[Detection examples]
--- START ---

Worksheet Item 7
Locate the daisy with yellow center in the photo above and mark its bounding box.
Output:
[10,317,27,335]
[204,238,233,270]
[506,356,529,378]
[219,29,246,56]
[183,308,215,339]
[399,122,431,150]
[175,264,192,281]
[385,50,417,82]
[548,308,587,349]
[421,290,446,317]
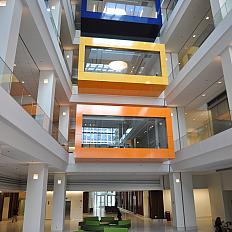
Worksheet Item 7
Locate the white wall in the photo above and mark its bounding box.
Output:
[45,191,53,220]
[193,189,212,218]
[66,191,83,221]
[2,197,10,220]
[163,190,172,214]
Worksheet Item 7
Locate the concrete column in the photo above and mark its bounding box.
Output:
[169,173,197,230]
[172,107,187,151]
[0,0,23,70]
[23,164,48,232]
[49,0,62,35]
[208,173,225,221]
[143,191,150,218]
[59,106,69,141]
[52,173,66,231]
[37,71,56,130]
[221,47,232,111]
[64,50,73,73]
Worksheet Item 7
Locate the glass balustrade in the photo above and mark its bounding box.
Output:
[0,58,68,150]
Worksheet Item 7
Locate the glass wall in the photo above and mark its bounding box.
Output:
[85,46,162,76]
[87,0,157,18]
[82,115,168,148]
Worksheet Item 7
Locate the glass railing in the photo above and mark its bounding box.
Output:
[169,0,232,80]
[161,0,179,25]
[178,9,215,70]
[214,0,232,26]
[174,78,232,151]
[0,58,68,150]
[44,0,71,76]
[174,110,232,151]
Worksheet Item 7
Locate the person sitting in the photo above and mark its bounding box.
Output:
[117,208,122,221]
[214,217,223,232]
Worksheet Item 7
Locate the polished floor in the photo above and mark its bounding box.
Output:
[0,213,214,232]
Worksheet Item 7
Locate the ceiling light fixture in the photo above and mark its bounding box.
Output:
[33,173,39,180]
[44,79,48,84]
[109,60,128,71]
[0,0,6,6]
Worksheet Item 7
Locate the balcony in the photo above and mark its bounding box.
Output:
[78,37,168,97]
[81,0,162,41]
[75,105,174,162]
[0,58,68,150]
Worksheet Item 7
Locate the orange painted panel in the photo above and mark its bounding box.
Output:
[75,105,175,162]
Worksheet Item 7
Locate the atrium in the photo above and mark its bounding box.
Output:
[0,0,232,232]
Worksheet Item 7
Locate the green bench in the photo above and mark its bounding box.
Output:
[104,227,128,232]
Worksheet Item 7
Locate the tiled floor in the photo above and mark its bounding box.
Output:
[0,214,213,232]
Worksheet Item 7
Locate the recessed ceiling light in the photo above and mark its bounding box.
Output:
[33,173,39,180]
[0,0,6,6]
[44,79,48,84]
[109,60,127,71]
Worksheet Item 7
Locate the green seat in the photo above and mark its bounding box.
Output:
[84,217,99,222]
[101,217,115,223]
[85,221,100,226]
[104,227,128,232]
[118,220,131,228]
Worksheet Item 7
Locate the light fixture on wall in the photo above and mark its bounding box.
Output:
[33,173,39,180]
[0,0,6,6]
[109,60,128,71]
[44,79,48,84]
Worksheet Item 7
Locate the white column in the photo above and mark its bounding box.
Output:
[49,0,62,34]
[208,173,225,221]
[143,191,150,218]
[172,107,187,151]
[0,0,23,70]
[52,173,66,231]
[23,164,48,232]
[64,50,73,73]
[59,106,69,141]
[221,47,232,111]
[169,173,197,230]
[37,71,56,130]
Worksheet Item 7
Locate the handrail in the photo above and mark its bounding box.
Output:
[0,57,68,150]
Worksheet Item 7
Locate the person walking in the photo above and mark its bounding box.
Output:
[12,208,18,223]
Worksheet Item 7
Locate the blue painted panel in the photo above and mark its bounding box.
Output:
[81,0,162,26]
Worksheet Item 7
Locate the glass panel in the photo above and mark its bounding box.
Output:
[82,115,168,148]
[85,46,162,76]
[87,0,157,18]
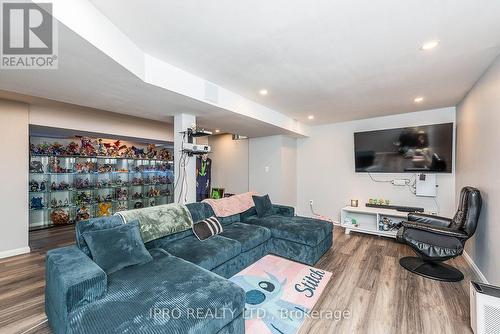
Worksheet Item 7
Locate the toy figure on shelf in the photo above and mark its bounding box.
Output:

--- END ---
--- START ---

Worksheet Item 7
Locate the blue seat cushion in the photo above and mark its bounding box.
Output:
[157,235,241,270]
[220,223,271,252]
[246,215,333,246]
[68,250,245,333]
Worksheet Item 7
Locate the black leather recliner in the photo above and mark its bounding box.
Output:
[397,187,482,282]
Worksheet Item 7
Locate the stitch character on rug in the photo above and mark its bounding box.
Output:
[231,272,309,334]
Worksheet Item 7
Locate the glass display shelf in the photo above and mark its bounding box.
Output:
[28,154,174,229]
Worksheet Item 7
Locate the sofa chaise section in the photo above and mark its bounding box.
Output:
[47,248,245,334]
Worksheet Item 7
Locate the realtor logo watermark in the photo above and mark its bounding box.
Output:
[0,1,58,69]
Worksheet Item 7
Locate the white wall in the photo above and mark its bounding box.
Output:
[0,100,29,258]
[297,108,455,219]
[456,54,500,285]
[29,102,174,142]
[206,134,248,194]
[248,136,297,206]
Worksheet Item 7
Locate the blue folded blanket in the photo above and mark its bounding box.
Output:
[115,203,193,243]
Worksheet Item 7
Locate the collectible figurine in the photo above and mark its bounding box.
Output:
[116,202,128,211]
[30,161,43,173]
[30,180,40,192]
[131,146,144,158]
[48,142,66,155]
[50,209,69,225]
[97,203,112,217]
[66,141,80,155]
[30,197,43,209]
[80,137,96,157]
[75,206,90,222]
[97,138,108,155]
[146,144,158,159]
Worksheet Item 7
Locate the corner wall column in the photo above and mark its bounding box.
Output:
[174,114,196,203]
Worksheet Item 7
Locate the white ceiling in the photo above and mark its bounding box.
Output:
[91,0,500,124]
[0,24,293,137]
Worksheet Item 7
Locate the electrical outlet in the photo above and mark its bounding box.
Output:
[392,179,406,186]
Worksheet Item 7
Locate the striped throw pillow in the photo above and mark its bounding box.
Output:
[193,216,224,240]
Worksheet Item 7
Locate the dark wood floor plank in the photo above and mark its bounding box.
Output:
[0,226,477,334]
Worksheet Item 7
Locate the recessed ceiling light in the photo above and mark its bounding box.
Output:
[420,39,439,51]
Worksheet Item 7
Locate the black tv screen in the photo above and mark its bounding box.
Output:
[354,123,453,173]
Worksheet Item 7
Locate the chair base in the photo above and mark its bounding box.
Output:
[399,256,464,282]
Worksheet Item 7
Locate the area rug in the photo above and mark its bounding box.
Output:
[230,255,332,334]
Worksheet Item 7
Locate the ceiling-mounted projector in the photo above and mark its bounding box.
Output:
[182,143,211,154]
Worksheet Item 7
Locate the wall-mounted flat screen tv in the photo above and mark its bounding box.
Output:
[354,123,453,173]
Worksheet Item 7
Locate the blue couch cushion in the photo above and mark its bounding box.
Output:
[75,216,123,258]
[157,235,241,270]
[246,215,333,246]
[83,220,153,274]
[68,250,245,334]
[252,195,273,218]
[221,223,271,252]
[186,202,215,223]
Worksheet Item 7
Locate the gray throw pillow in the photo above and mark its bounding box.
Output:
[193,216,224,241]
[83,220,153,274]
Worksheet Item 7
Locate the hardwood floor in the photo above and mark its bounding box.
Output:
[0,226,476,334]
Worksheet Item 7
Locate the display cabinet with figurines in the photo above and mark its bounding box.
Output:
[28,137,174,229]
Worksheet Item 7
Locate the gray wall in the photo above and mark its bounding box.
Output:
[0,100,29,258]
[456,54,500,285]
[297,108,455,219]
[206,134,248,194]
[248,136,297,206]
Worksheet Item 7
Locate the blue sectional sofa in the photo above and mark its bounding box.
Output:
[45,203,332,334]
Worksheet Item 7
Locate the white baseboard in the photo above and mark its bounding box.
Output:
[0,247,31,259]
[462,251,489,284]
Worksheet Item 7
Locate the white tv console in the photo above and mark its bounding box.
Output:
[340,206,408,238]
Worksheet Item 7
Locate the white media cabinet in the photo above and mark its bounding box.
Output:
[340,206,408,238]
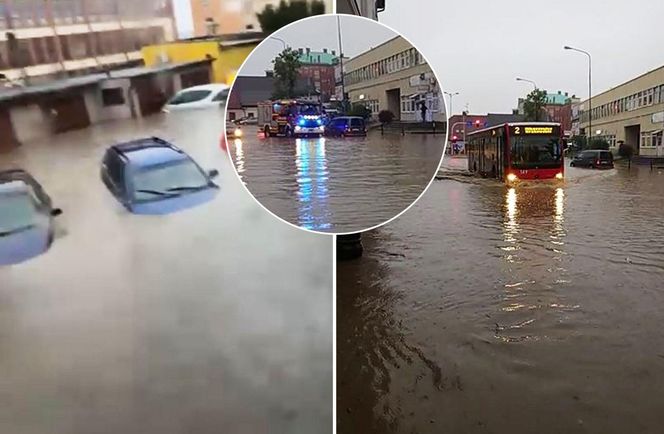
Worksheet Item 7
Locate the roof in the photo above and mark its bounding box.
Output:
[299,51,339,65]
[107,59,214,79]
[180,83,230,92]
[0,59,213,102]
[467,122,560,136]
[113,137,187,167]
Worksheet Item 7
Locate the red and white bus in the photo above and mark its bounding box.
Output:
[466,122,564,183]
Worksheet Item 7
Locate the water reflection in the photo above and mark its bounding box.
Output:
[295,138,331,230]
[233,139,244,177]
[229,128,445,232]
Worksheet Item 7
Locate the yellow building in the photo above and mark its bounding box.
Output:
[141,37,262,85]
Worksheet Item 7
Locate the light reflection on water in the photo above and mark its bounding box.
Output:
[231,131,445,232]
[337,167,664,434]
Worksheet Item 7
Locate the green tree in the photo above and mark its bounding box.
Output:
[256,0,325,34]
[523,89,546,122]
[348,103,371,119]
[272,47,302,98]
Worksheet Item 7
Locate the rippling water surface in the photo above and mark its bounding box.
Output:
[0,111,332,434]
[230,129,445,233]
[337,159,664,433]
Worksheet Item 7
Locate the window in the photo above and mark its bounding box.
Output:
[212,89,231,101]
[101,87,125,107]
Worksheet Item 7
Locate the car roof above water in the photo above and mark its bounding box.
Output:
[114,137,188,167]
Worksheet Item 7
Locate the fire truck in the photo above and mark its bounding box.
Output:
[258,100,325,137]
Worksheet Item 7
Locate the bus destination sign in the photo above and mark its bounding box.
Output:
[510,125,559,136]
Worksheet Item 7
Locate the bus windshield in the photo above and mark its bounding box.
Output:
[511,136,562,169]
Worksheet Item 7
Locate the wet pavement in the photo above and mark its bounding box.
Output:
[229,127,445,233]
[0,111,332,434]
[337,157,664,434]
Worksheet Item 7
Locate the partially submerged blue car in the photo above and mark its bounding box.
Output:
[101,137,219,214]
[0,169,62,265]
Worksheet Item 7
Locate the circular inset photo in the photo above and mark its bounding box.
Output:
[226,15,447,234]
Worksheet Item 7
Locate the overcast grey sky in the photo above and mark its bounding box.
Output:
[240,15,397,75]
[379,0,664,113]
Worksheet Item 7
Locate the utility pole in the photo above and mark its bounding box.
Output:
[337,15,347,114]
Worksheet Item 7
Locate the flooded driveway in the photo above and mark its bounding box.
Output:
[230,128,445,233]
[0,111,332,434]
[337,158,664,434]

--- END ---
--- START ---

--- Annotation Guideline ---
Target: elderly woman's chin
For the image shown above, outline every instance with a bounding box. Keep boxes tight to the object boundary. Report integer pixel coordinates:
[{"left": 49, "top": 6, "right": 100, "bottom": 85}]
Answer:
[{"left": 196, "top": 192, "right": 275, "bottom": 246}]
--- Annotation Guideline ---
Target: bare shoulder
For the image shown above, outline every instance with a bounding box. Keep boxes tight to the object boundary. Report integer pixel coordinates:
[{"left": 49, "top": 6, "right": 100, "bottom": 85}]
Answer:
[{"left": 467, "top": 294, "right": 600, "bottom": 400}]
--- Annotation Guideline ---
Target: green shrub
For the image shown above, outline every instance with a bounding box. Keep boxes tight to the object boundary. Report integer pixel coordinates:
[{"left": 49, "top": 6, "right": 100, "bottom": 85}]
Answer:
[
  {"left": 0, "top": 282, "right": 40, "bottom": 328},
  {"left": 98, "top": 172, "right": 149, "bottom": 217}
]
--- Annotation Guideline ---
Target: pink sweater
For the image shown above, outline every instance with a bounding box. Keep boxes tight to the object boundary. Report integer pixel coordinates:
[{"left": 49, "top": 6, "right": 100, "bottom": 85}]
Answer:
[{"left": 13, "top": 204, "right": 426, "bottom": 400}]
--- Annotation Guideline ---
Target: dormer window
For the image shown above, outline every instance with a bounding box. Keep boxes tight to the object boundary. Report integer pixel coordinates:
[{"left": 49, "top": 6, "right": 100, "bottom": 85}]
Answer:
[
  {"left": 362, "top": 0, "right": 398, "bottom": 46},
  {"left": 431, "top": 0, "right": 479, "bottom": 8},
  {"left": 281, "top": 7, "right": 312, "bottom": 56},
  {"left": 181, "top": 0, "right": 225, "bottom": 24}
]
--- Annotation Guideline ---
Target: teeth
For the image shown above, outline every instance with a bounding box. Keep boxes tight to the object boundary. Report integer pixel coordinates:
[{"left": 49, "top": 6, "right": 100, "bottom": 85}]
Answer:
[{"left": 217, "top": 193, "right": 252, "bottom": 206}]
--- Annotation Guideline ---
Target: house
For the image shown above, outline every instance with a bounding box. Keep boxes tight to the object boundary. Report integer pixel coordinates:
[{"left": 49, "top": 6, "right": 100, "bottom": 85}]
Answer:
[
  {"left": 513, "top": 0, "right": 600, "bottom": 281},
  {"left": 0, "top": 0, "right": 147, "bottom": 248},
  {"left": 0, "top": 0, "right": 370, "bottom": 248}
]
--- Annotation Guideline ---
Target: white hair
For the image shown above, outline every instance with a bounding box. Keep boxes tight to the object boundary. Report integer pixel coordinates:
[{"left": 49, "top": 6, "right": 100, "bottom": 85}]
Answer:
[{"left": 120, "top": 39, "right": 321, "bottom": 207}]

--- END ---

The problem: List every line in the data above that contains the word "panel", copying each one in full.

Full solution:
Locate the orange painted panel in the photo above and mark its bounding box.
Locate the blue painted panel in the photo above and mark its bounding box.
Locate the glass panel in the photo above and mark its bounding box.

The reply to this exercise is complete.